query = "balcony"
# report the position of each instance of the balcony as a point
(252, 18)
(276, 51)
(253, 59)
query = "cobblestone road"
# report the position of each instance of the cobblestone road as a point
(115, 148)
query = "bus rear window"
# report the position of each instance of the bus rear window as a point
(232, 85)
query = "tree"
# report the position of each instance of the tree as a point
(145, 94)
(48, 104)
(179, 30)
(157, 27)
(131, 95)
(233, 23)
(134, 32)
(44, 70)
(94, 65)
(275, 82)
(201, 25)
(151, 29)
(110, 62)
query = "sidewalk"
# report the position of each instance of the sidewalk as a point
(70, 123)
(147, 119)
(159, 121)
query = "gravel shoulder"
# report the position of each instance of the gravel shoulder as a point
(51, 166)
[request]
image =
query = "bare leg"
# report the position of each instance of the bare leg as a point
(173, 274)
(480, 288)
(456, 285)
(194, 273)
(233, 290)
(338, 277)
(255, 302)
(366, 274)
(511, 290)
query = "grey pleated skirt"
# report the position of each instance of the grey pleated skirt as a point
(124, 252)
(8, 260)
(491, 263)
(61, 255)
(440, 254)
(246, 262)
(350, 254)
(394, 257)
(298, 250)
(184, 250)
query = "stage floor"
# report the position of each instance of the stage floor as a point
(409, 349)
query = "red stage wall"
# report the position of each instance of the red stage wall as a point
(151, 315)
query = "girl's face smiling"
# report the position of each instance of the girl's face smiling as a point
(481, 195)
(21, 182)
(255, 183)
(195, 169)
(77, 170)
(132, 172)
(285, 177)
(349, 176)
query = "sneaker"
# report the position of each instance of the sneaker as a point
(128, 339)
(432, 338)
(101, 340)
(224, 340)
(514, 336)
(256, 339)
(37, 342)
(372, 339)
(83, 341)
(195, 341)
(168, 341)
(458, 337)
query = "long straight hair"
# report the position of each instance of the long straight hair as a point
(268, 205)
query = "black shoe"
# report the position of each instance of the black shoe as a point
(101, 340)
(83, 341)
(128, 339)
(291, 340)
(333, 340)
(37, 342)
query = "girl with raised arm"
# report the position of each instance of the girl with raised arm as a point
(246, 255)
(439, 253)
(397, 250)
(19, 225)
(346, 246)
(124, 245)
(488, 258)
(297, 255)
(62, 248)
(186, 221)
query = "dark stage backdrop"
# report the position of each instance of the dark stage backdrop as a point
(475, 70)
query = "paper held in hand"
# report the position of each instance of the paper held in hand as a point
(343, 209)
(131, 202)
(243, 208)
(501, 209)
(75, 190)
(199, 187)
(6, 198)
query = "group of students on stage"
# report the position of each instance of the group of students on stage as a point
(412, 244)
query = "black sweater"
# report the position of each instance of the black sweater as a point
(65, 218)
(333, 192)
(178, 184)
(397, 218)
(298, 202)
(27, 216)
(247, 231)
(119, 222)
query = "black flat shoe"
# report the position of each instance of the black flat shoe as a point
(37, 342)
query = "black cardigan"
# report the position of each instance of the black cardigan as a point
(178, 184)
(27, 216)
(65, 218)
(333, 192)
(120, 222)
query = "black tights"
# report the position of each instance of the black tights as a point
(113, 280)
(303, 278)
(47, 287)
^^^^
What you return must match the listing exactly, line for line.

query = "balcony"
# report the position of each instance of the balcony as a point
(252, 18)
(276, 51)
(253, 59)
query = "cobblestone road"
# report the position of each instance of the cobblestone road as a point
(115, 148)
query = "bus rear window"
# report the position of each instance of the bus rear window as a point
(232, 85)
query = "tree"
# report the position of each instance of the tree as a point
(145, 94)
(48, 104)
(179, 30)
(157, 27)
(131, 95)
(233, 23)
(134, 32)
(44, 70)
(94, 65)
(275, 82)
(201, 25)
(151, 29)
(110, 62)
query = "sidewalk"
# report the position of each instance of the sidewalk as a point
(70, 123)
(147, 119)
(159, 121)
query = "gravel shoulder"
# report the position of each instance of the gravel shoulder as a point
(51, 166)
[request]
image =
query = "bare leg"
# report the position of each instance of the bare leg as a point
(173, 274)
(480, 288)
(456, 285)
(194, 273)
(233, 290)
(338, 277)
(255, 302)
(366, 274)
(511, 290)
query = "grey pleated skirt"
# report the position of each instance of the grey pleated skirt as a point
(124, 252)
(8, 260)
(491, 263)
(61, 255)
(440, 254)
(246, 262)
(350, 254)
(394, 257)
(298, 250)
(184, 250)
query = "stage floor"
# report the position of each instance of the stage floor as a point
(409, 349)
query = "red stage wall"
# report the position of each instance of the red stage wall as a point
(151, 315)
query = "girl's face smiling"
# report the position of each instance of the girl's face smiling as a point
(481, 195)
(21, 182)
(255, 183)
(195, 169)
(77, 170)
(132, 172)
(285, 177)
(349, 176)
query = "sneaker"
# report the position of each instance of the sneaker as a point
(128, 339)
(432, 338)
(101, 340)
(224, 340)
(514, 336)
(256, 339)
(37, 342)
(372, 339)
(83, 341)
(195, 341)
(168, 341)
(458, 337)
query = "long straight hair"
# report the position of each instance of the long straight hair as a point
(268, 205)
query = "black shoe"
# report the position of each instance of the black shoe as a point
(101, 340)
(83, 341)
(128, 339)
(291, 340)
(333, 340)
(37, 342)
query = "girl with raised arm"
# report the position of each instance of the girl with raised arm as a point
(246, 255)
(439, 253)
(397, 250)
(19, 225)
(346, 246)
(124, 245)
(488, 258)
(297, 255)
(62, 248)
(186, 221)
query = "dark stage backdrop"
# report the position of each instance of the dark stage backdrop as a point
(475, 70)
query = "paper held in hand"
# report the position of each instance of the paper held in hand as a point
(343, 209)
(131, 202)
(243, 208)
(501, 209)
(75, 190)
(199, 187)
(6, 198)
query = "group of students on stage"
# report the position of each instance of the group of students on stage as a point
(412, 244)
query = "black sweater"
# report the position of each instance of the black sweater as a point
(65, 218)
(333, 192)
(178, 184)
(397, 218)
(298, 202)
(27, 216)
(247, 231)
(119, 222)
query = "black flat shoe"
# report the position of each instance of the black flat shoe as a point
(37, 342)
query = "black cardigan"
# report the position of each instance of the black cardigan as a point
(178, 184)
(27, 216)
(65, 218)
(333, 192)
(120, 222)
query = "black tights"
# report the position of each instance of the black tights as a point
(113, 280)
(303, 278)
(47, 287)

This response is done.